-- Source records follows --

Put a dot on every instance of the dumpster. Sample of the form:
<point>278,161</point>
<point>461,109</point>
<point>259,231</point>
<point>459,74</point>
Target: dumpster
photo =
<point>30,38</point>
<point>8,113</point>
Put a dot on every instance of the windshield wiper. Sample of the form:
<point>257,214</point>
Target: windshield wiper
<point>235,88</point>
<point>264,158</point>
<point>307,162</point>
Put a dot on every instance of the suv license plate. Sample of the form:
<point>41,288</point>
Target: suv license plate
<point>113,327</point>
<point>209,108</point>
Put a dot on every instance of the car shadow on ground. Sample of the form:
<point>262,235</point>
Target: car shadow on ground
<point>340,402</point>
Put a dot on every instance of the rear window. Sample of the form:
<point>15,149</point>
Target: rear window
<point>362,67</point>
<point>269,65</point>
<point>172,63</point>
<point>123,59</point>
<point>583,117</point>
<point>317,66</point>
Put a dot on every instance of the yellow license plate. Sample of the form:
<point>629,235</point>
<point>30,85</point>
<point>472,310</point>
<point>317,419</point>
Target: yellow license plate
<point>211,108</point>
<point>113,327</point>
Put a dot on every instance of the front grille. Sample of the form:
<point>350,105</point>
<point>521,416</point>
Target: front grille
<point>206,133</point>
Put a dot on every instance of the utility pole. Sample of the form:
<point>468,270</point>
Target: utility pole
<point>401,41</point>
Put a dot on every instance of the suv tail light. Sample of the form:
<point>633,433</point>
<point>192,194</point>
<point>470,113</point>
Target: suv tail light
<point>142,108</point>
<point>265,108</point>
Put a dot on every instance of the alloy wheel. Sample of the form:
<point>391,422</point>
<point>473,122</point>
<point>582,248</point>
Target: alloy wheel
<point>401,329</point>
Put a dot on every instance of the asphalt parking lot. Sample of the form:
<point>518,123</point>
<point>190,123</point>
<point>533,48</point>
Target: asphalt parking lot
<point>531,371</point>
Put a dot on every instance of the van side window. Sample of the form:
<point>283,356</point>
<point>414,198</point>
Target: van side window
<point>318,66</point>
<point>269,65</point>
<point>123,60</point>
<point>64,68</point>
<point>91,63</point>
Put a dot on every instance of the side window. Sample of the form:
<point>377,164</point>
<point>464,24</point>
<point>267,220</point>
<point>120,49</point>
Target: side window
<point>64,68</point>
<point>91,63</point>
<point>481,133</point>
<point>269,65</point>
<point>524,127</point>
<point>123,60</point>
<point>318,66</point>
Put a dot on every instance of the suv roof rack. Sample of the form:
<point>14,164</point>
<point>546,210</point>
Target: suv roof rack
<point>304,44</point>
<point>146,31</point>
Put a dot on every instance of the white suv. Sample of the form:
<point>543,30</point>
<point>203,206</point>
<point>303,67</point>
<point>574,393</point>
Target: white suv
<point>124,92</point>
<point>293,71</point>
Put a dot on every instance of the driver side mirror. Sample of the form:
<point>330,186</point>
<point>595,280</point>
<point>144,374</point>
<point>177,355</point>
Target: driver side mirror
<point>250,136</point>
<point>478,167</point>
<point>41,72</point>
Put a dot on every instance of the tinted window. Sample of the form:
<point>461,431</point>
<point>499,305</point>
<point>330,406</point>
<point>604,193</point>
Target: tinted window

-- Source records concluded --

What you should do -
Your answer should consist of copies of the lines above that include the string "dumpster".

Reply -
Put a dot on every instance of the dumpster. Sample of the form:
Target: dumpster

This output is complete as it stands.